- _WORK TO COMPLETE_
Please give the listing again in its entirety, exactly as written.

- _DATA TO PROCESS_
⟨

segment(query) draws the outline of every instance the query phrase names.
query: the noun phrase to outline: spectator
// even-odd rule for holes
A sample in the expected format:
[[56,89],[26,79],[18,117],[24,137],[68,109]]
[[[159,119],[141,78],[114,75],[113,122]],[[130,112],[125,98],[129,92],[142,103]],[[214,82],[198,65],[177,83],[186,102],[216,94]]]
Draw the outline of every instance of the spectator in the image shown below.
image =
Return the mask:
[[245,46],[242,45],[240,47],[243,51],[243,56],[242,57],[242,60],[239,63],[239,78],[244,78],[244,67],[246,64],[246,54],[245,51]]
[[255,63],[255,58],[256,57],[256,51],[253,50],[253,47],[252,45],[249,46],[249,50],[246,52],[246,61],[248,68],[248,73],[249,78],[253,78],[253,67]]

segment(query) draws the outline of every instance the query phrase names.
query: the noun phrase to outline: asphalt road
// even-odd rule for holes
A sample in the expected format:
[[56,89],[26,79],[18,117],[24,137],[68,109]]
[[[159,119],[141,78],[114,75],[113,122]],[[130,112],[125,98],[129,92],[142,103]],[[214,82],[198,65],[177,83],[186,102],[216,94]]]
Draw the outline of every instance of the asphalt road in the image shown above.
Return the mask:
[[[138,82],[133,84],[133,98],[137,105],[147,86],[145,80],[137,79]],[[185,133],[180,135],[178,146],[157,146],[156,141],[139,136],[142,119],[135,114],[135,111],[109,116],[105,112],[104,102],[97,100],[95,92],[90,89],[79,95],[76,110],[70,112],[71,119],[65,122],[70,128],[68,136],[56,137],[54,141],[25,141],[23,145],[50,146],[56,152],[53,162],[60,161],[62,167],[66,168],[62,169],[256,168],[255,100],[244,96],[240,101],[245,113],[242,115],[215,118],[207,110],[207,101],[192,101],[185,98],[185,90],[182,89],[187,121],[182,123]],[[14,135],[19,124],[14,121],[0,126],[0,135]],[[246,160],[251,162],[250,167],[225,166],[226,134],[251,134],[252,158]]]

⟩

- _SOLUTION TO THIS TASK_
segment(query) draws the outline of every instance the query phrase names.
query: the noun phrase to outline: spectator
// even-odd rule for holes
A sample in the expected format:
[[56,89],[26,79],[18,117],[24,137],[68,109]]
[[[159,119],[141,78],[114,75],[113,122]],[[130,112],[125,98],[129,92],[142,103]],[[214,82],[198,65],[177,83],[186,102],[216,94]]]
Draw the outline of every instance of the spectator in the image shown below.
image =
Return the mask:
[[245,46],[242,45],[240,47],[243,51],[243,56],[242,57],[242,60],[239,63],[239,78],[244,78],[244,67],[246,64],[246,54],[245,51]]
[[255,63],[255,58],[256,57],[256,51],[253,50],[253,47],[252,45],[249,46],[249,50],[246,52],[246,61],[248,68],[248,73],[249,78],[253,78],[253,67]]

segment(query) draws the outline of every instance the query phrase names.
query: the noun phrase to outline: asphalt road
// even-odd rule for holes
A sample in the expected format:
[[56,89],[26,79],[18,117],[24,137],[68,109]]
[[[159,119],[141,78],[114,75],[113,122]],[[130,112],[125,98],[129,92],[142,103]],[[214,82],[198,65],[177,83],[186,102],[216,94]]]
Draw the outline of every instance of the asphalt road in the image shown above.
Return the mask:
[[[138,82],[133,84],[133,98],[137,105],[147,86],[145,80],[137,79]],[[185,133],[180,135],[178,146],[157,146],[156,141],[139,136],[142,119],[135,114],[135,111],[109,116],[105,112],[104,102],[97,100],[95,92],[90,89],[79,95],[76,110],[70,112],[71,119],[65,122],[70,128],[68,136],[56,137],[54,141],[25,141],[23,145],[50,146],[56,152],[53,162],[60,161],[62,167],[66,168],[62,169],[256,168],[255,100],[244,96],[240,101],[245,113],[242,115],[215,118],[207,110],[207,101],[192,101],[185,98],[185,90],[182,89],[187,121],[182,123]],[[14,135],[19,124],[14,121],[0,126],[0,135]],[[246,160],[251,162],[250,167],[225,166],[226,134],[251,134],[252,158]]]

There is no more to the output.